EXCERPTED DATA =
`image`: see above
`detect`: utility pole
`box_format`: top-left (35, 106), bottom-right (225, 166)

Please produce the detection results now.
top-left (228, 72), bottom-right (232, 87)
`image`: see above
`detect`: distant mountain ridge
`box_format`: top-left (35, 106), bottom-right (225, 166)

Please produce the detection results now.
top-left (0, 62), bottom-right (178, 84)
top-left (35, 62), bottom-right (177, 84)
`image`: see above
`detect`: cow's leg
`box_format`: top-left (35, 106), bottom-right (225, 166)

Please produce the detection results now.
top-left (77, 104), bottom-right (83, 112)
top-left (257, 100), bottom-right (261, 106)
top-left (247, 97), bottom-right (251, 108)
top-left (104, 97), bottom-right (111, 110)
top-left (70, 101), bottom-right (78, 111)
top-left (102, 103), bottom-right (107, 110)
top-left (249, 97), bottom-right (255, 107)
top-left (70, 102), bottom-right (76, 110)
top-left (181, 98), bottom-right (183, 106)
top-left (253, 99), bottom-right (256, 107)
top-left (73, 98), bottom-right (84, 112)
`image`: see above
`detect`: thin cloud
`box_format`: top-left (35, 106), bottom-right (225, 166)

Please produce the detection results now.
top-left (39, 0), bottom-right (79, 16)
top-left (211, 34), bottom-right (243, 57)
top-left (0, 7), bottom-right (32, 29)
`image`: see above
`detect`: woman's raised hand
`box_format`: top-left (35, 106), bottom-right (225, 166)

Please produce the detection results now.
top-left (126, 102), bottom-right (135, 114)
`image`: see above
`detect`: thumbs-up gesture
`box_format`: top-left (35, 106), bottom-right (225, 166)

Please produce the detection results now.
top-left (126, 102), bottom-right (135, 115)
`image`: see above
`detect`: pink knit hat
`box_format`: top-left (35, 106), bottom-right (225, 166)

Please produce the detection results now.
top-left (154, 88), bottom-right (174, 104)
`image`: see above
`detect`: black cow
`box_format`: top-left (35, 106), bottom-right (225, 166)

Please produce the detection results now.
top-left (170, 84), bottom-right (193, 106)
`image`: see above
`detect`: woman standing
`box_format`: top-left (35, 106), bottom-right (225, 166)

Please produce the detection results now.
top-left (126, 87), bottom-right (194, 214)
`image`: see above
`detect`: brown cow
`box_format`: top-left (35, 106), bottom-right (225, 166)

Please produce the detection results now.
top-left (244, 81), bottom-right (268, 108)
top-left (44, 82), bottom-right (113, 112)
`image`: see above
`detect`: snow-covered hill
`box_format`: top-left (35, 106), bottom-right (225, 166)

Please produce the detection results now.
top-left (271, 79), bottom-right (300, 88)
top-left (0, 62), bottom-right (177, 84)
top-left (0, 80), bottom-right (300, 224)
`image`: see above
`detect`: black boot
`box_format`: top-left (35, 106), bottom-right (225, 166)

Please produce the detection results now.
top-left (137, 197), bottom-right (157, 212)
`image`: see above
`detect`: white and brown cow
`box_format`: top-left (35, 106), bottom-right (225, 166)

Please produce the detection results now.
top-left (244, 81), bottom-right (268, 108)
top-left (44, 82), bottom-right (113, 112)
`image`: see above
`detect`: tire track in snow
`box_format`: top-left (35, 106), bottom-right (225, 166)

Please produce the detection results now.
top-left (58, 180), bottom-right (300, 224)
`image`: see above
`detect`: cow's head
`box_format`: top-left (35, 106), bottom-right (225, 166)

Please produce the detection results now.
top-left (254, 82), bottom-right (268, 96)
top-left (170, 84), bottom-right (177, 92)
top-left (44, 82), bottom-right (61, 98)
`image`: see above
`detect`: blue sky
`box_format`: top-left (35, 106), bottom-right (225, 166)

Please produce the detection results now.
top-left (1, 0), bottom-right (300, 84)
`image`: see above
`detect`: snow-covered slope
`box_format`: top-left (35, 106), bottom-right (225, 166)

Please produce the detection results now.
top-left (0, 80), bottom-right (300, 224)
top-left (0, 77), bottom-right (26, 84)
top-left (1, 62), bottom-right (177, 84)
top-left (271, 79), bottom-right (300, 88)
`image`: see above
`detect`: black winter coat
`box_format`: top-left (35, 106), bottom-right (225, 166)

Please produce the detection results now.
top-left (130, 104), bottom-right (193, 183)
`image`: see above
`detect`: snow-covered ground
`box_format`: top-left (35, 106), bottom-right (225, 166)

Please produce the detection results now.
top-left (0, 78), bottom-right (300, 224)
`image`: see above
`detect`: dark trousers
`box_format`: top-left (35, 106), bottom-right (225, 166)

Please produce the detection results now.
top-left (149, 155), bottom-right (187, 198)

WHAT IS NEEDED =
Output the records in full. Match them exactly.

TASK SOLUTION =
`image`: see above
`detect`: utility pole
`box_format`: top-left (35, 106), bottom-right (225, 166)

Please produce the detection results now.
top-left (228, 72), bottom-right (232, 87)
`image`: see above
`detect`: distant mountain ridge
`box_format`: top-left (35, 106), bottom-right (225, 166)

Please produce the detection results now.
top-left (0, 62), bottom-right (178, 84)
top-left (35, 62), bottom-right (177, 84)
`image`: see above
`detect`: cow's leg
`box_format`: top-left (35, 106), bottom-right (225, 166)

Please produce the detection results now.
top-left (77, 104), bottom-right (83, 112)
top-left (257, 100), bottom-right (261, 106)
top-left (247, 97), bottom-right (251, 108)
top-left (104, 97), bottom-right (111, 110)
top-left (70, 101), bottom-right (78, 111)
top-left (102, 103), bottom-right (107, 110)
top-left (249, 97), bottom-right (255, 107)
top-left (70, 102), bottom-right (76, 110)
top-left (181, 98), bottom-right (183, 106)
top-left (253, 99), bottom-right (256, 107)
top-left (73, 98), bottom-right (84, 112)
`image`: see above
`detect`: thin cloud
`box_format`: top-left (35, 106), bottom-right (225, 166)

Please produce the detection results now.
top-left (39, 0), bottom-right (79, 16)
top-left (211, 34), bottom-right (243, 57)
top-left (0, 7), bottom-right (32, 29)
`image`: see above
`detect`: woman's raised hand
`box_format`: top-left (35, 106), bottom-right (225, 166)

Please produce the detection results now.
top-left (126, 102), bottom-right (135, 114)
`image`: see above
`detect`: thumbs-up gesture
`box_format`: top-left (35, 106), bottom-right (225, 166)

Please produce the detection results now.
top-left (126, 102), bottom-right (135, 115)
`image`: see above
`detect`: pink knit hat
`box_format`: top-left (35, 106), bottom-right (225, 166)

Please produce the detection results now.
top-left (154, 88), bottom-right (174, 104)
`image`: see above
`detect`: black cow
`box_format`: top-left (35, 106), bottom-right (225, 166)

Please produce the detection results now.
top-left (170, 84), bottom-right (193, 106)
`image`: see above
`detect`: woman standing
`box_format`: top-left (35, 106), bottom-right (225, 166)

Please produce the detection results now.
top-left (126, 87), bottom-right (194, 214)
`image`: see above
`detect`: brown cow
`box_format`: top-left (35, 106), bottom-right (225, 166)

Please produce the detection results now.
top-left (244, 81), bottom-right (268, 108)
top-left (44, 82), bottom-right (113, 112)
`image`: see above
`detect`: snow-covered hill
`box_format`: top-left (35, 106), bottom-right (225, 166)

Please produce the detection results now.
top-left (271, 79), bottom-right (300, 88)
top-left (0, 62), bottom-right (177, 84)
top-left (0, 80), bottom-right (300, 224)
`image`: see above
`detect`: black boot
`box_format`: top-left (35, 106), bottom-right (225, 166)

Please produce the detection results now.
top-left (137, 197), bottom-right (157, 212)
`image`: see above
`detect`: white and brown cow
`box_format`: top-left (35, 106), bottom-right (225, 166)

Please produce the detection results now.
top-left (244, 81), bottom-right (268, 108)
top-left (44, 82), bottom-right (113, 112)
`image`: see above
`detect`: tire track in snow
`box_format`: top-left (35, 106), bottom-right (225, 166)

Please produce the detection results now.
top-left (58, 180), bottom-right (300, 224)
`image`: see above
`detect`: cow's head
`box_format`: top-left (35, 106), bottom-right (225, 166)

Please produce the detection results now.
top-left (254, 82), bottom-right (268, 96)
top-left (170, 84), bottom-right (177, 92)
top-left (44, 82), bottom-right (61, 98)
`image`: see above
`detect`: blue sky
`box_format`: top-left (35, 106), bottom-right (225, 166)

Please produce the detection results now.
top-left (1, 0), bottom-right (300, 84)
`image`: see above
`detect`: snow-covered slope
`box_format`: top-left (35, 106), bottom-right (225, 166)

Please produce the detection results now.
top-left (0, 80), bottom-right (300, 224)
top-left (0, 77), bottom-right (26, 84)
top-left (1, 62), bottom-right (177, 84)
top-left (271, 79), bottom-right (300, 88)
`image`: see above
`detect`: black winter coat
`box_format`: top-left (35, 106), bottom-right (225, 166)

Please produce the detection results now.
top-left (130, 104), bottom-right (193, 183)
`image`: see above
`detect`: snow-covered ground
`box_format`: top-left (35, 106), bottom-right (225, 166)

Please produce the detection results now.
top-left (0, 78), bottom-right (300, 224)
`image`: see above
`detect`: dark trousers
`box_format`: top-left (35, 106), bottom-right (225, 166)

Please produce the detection results now.
top-left (149, 155), bottom-right (187, 198)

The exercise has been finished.